# [What is being asked]
Return the entries below word for word, starting with their first line and ending with the line that contains "[15,35,55,66]", both ends included. Omit the pictures from your answer.

# [Data for this exercise]
----
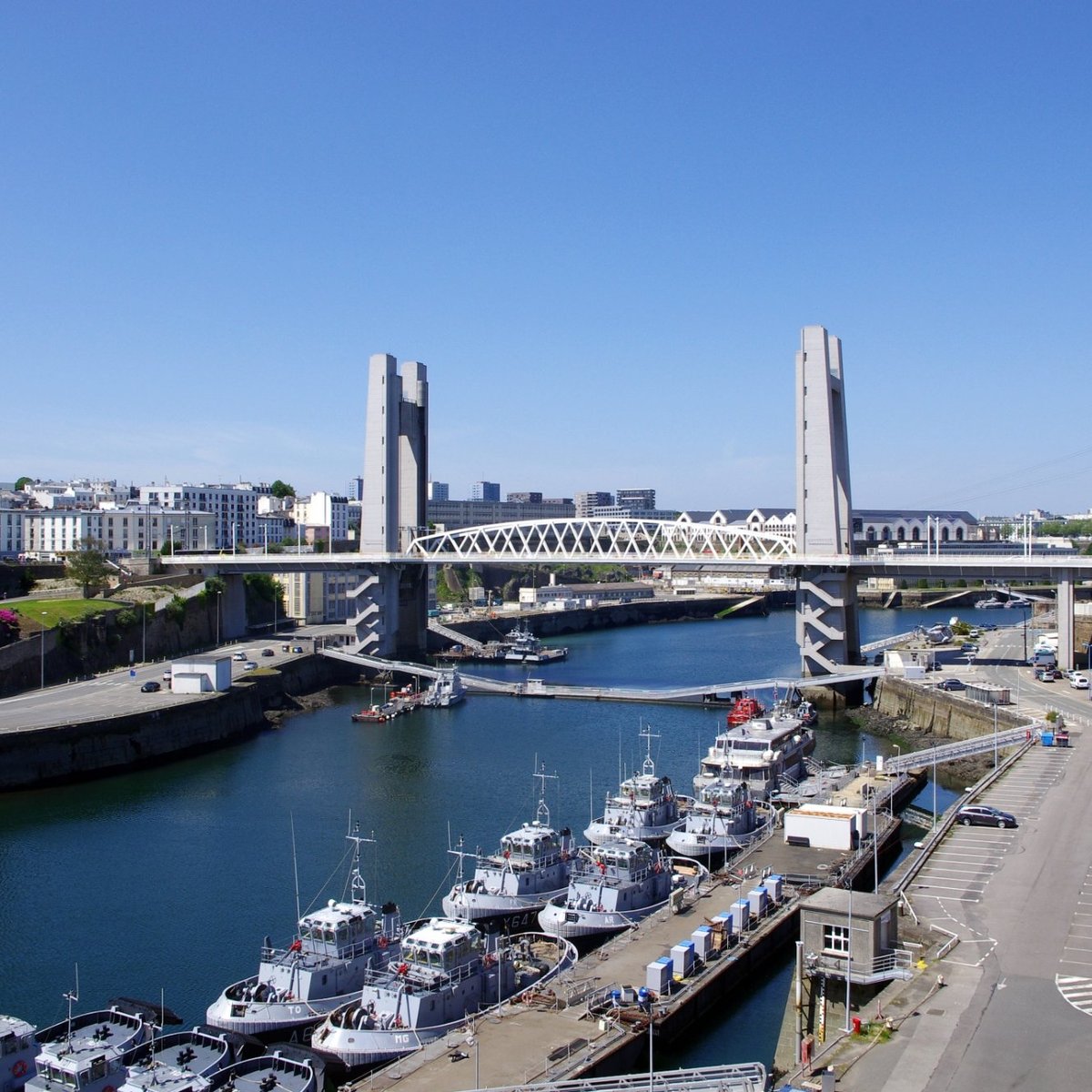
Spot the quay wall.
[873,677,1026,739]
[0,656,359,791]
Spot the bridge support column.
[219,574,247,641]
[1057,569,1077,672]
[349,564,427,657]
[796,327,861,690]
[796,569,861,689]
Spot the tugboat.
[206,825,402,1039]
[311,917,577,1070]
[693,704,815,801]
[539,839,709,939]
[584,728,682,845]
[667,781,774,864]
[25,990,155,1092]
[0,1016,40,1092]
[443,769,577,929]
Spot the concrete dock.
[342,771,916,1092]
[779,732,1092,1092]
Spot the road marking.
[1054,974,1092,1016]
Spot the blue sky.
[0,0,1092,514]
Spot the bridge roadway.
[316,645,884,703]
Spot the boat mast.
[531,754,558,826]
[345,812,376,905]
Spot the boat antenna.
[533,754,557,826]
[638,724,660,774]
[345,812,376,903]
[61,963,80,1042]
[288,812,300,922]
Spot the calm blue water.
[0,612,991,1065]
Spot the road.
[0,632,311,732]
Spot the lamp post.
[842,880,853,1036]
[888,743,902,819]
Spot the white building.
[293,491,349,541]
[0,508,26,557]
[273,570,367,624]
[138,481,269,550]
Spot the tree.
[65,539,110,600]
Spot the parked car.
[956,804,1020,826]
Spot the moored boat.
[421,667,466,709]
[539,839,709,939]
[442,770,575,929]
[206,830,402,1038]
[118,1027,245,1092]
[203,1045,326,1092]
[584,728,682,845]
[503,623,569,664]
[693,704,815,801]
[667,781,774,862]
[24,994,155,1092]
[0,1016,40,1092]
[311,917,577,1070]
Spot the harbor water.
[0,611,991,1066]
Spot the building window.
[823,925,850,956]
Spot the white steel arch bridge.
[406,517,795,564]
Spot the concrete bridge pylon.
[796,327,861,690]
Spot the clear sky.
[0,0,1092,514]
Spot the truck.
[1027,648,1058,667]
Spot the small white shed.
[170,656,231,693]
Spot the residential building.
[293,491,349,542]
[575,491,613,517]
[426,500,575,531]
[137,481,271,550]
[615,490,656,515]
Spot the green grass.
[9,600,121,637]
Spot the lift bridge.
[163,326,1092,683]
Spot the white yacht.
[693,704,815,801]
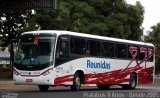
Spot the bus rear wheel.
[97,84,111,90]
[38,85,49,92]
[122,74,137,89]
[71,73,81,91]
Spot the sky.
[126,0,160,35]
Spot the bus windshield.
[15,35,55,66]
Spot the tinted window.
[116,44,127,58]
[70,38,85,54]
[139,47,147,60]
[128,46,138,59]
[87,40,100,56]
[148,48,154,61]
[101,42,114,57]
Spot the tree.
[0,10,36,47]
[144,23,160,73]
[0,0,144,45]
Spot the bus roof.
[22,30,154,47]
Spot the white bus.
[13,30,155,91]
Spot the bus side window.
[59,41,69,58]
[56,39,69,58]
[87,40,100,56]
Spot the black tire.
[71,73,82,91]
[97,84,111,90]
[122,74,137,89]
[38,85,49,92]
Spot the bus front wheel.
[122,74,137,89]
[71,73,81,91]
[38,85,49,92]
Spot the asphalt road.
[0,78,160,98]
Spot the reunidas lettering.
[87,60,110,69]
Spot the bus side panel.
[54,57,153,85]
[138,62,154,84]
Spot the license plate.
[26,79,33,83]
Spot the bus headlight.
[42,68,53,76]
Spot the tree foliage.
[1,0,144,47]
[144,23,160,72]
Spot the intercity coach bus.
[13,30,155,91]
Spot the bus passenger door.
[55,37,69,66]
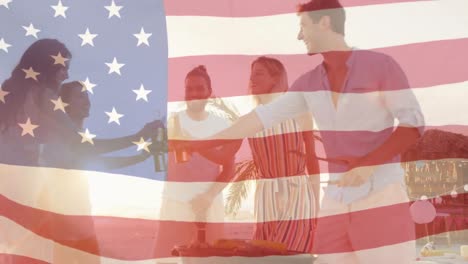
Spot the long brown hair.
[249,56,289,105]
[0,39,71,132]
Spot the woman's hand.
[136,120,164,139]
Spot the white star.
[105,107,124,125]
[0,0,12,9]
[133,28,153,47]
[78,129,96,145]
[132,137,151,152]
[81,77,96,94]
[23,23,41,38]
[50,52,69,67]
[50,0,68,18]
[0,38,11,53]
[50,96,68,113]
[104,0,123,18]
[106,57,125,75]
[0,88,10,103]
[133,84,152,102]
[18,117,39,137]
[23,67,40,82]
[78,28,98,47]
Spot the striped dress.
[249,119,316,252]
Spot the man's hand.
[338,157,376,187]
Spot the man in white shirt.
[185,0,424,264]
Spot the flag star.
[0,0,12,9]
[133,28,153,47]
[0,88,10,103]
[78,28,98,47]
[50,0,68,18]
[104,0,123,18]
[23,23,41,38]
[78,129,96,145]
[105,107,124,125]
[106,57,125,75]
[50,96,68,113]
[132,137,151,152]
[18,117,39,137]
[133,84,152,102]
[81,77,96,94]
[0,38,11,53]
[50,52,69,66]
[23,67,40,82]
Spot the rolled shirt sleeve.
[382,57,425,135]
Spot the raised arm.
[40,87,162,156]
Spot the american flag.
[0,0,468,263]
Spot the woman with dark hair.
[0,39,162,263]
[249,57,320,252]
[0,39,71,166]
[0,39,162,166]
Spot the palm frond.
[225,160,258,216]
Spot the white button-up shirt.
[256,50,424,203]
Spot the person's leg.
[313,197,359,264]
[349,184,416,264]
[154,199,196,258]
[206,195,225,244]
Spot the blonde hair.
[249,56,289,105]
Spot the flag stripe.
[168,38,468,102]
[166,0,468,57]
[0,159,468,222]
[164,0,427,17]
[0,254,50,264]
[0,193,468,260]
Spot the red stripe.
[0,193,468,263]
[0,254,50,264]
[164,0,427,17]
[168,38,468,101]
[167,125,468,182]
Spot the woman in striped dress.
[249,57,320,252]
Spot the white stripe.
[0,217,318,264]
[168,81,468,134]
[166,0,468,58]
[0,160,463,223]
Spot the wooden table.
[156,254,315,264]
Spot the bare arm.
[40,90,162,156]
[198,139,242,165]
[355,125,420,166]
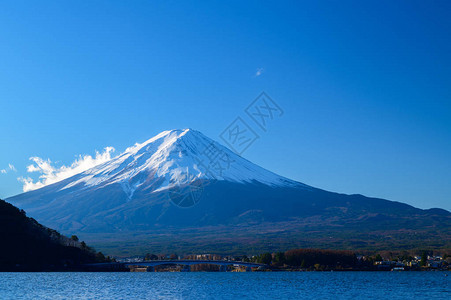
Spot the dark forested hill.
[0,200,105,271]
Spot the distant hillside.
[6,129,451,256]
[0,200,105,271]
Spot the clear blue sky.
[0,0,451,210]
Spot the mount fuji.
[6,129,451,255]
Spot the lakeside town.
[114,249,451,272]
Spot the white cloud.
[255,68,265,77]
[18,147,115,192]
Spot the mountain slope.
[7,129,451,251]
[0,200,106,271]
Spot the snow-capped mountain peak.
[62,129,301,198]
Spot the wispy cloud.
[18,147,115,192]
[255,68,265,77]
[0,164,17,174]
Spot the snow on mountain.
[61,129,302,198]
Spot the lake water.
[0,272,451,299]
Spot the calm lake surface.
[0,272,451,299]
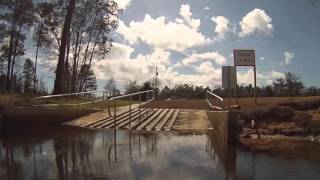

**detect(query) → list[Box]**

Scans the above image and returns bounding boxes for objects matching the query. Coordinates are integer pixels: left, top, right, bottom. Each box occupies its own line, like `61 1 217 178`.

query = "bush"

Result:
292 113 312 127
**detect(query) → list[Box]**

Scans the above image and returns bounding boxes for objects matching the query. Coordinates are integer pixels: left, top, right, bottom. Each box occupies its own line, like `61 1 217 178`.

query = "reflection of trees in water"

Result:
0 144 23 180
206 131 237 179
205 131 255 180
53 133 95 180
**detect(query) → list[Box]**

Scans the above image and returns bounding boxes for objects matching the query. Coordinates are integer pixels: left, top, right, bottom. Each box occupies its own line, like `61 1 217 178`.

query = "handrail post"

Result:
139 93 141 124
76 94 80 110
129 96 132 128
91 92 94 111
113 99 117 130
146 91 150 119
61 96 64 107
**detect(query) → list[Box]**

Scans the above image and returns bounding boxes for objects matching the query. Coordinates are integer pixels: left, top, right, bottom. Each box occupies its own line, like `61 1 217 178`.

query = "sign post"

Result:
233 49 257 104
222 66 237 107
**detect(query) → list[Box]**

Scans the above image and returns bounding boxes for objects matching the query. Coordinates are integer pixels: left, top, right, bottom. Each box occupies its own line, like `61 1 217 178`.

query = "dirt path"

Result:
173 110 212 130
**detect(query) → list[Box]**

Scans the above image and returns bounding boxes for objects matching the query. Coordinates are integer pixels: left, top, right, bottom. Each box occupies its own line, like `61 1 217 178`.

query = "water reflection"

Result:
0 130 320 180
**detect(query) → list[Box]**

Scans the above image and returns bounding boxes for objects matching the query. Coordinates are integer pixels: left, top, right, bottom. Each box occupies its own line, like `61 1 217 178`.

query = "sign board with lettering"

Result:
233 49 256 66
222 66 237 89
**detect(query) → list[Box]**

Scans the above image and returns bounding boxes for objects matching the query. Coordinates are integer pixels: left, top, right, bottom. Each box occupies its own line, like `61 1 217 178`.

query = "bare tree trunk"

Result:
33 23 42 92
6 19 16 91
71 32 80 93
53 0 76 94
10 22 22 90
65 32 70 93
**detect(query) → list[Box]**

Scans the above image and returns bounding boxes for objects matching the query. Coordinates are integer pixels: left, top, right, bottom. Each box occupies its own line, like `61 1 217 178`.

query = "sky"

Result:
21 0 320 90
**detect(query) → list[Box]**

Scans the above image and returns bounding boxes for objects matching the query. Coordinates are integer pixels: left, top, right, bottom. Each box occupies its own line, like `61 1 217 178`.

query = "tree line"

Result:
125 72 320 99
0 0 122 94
----
# [Task output]
Spot the quay wall.
[873,677,1026,739]
[0,656,359,791]
Spot the bridge support column.
[219,574,247,641]
[1057,569,1077,672]
[349,564,427,657]
[796,327,861,690]
[796,569,861,689]
Spot the tugboat.
[206,825,402,1039]
[311,917,577,1070]
[693,704,815,801]
[539,839,709,939]
[584,728,682,845]
[667,781,774,864]
[25,990,155,1092]
[0,1016,40,1092]
[443,769,577,929]
Spot the concrete dock.
[342,771,916,1092]
[779,732,1092,1092]
Spot the road marking.
[1054,974,1092,1016]
Spot the blue sky.
[0,0,1092,514]
Spot the bridge roadway.
[316,645,884,703]
Spot the boat mast.
[531,754,558,826]
[345,812,376,905]
Spot the boat antenna.
[533,754,557,826]
[638,724,660,774]
[345,812,376,903]
[61,963,80,1042]
[288,812,300,922]
Spot the calm blue water.
[0,612,991,1065]
Spot the road.
[0,632,311,732]
Spot the lamp post.
[842,880,853,1036]
[888,743,902,819]
Spot the white building.
[293,491,349,541]
[0,508,26,557]
[273,570,367,624]
[138,481,269,550]
Spot the tree.
[65,539,110,600]
Spot the parked car.
[956,804,1020,826]
Spot the moored boat.
[421,667,466,709]
[539,839,709,939]
[442,770,575,929]
[206,830,402,1038]
[118,1027,245,1092]
[203,1045,326,1092]
[584,728,682,845]
[503,623,569,664]
[693,704,815,801]
[667,781,774,862]
[24,994,155,1092]
[0,1016,40,1092]
[311,917,577,1070]
Spot the harbor water.
[0,611,991,1066]
Spot the building window.
[823,925,850,956]
Spot the white steel arch bridge.
[406,517,795,564]
Spot the concrete bridge pylon.
[796,327,861,690]
Spot the clear sky.
[0,0,1092,514]
Spot the truck.
[1027,648,1058,667]
Spot the small white shed.
[170,656,231,693]
Spot the residential building.
[293,491,349,542]
[575,491,613,517]
[426,500,575,531]
[137,481,271,550]
[615,490,656,515]
Spot the green grass.
[9,600,121,637]
Spot the lift bridge.
[163,326,1092,683]
Spot the white yacht.
[693,704,815,801]
Spot the bus rear wheel.
[97,84,111,90]
[38,85,49,92]
[122,74,137,89]
[71,73,81,91]
Spot the sky.
[126,0,160,35]
Spot the bus windshield.
[15,35,55,66]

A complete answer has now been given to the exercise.